> _TEXTO DE ORIGEM_:
>>>>>
Vivemos os últimos dias de mais um ano, que encerra toda uma década. Natal e Ano Novo reservam emoções para a maioria. Uns se rendem a todos os comerciais melosos e armam o presépio, enquanto outros taxam o Espírito Natalino de hipócrita e não aguentam ouvir o "ho, ho, ho". Tocada por esses dias, as luzinhas pisca-pisca simplesmente iluminam meu ser e me coloco em estado de reflexão. O meu ser introspectivo se entrega a memórias e pensamentos sobre os natais que vivi e os que sonhei. Nas curvas da vida caí no hemisfério norte e vivemos nosso segundo Natal nevadamente branco, mas reverbera muito em minha memória o alvo dos flocos falsos que tanto admirei em meus natais tropicais, do brilho que tinha nos olhos ao pensar no nascimento de um ser tão especial e as luzes de Natal candangas cantadas por Renato Russo.

Em estado contemplativo comecei a observar meus colegas do curso de holandês. Tenho em minha sala um pedaço do planeta, pois vivem na capital holandesa 178 nacionalidades, é a cidade com mais nacionalidades no mundo. Era muito importante no começo encontrar algumas delas, quando me sentia um alien no novo país, mas podia me misturar à multidão multicultural de turistas ou moradores, europeus ou asiáticos, altos ou morenos. Passando esses últimos dias com os colegas nessa turma "nações unidas", me perguntei: haveria nessa época qualquer tipo de semelhança nas comemorações de Natal mundo afora?

A resposta começa com o país anfitrião da professora. Haverá uma pequena maratona para percorrer na época do Natal, com festas por até três dias, entre 25 e 27 de dezembro. Corajosos irão para a praia no Ano Novo, durante o dia, e nesse clima congelante darão um pulinho na água com roupa de banho e uma touquinha quente. Há também grande expectativa para patinar nos lagos congelados, o que ocorre após dias muito abaixo de zero, e somente em anos especiais. Toda hora vejo no jornal um senhorzinho medindo a espessura do gelo, dá medo dele cair, mas caso isso não ocorra e ele encontre o tamanho perfeito do gelo podemos ter a Elfstedentocht, uma corrida de patinação no gelo de 200 kilômetros em 11 cidades do norte holandês.
<<<<<
> _O QUE FAZER_:
(1) Responda com base no texto sobre o Natal:
(a) Quantas nacionalidades vivem na capital holandesa?
(b) Entre quais dias de dezembro podem acontecer as festas de Natal no país anfitrião da professora?
(c) Qual é a extensão da Elfstedentocht e por quantas cidades ela passa?
(2) Prossiga o texto sobre o Natal a partir do ponto em que ele termina.
A listagem não tem nada a ver com o texto sobre o Natal.

> _TRECHOS DA LISTAGEM_:
>>>>>
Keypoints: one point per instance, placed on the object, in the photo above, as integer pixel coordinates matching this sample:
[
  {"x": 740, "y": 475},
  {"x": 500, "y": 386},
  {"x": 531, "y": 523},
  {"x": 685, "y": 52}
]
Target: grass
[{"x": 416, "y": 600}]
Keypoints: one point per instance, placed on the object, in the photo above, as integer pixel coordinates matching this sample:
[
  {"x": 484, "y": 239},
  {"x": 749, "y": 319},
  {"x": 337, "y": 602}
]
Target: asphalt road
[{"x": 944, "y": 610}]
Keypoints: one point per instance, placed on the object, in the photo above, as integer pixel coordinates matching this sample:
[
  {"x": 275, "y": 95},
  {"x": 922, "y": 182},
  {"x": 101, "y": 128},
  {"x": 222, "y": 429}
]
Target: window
<<<<<
> _RESPOSTAS DADAS_:
(1)
(a) 178 nacionalidades.
(b) Entre 25 e 27 de dezembro.
(c) 200 quilômetros, passando por 11 cidades do norte holandês.

(2)
Os vizinhos alemães Sheila e Felix falaram que o misterioso Christkind vai deixar a eles um presentinho. Todo o mês de dezembro é natalino e famosas feiras de Natal e de arte são organizadas para comprar presentes especiais, tomar o doce vinho quente Glühwein e se deliciar com outras guloseimas. Os belgas, representados pelo Tomas, terão uma ceia sofisticada, com salmão, peru ou pato, em uma festa para toda família, incluindo até tias e cunhados, e os belgas de cultura francesa recebem a visita de Pere Noel.

Da Indonésia veio Dicky, e ele nos disse que lá o nome da festa é "Natal", como em português. Além das tradições de cada província, eles compram roupas novas, ceiam e há troca de presentes, o tukar kado. Já os colegas japoneses se admiram com a figura do pequeno Jesus na manjedoura, e quem está de olho nos pequenos é Hoteiosho, que tem até olhos nas costas para ver o que fazem as crianças.

Contou-nos a espanhola Sara sobre La Nochebuena, a noite do dia 24 com um grande jantar em família e missa para os religiosos. Já no Ano Novo todos engolem 12 uvas para ter um pouco de sorte em cada mês. O Dia de Reis é bem importante, são os reyes magos que presenteiam as pessoas. Assim também é para que o presente dos colegas italianos chegue, entregues pela bruxinha Befana no Dia de Reis. Dia 24 começa o ritual de Natal e à meia-noite a família se junta para preces junto ao Presipio.

Os ingleses que foram passar o Natal em casa podem ter a sorte de receber algo do Pai Natal, o bom velhinho inglês dos presentes. Músicas típicas da época são apreciadas e em algumas cidades há encenação de peças tradicionais da Idade Média. Na Polônia, a estrela de Bethlehem é a imagem mais marcante dessa época, a primeira estrela da véspera de Natal. Após sua aparição os familiares compartilham um waffle de arroz para depois iniciar uma ceia de 12 pratos, um para cada apóstolo. O homem estrela vem com seus ajudantes presentear as boas crianças.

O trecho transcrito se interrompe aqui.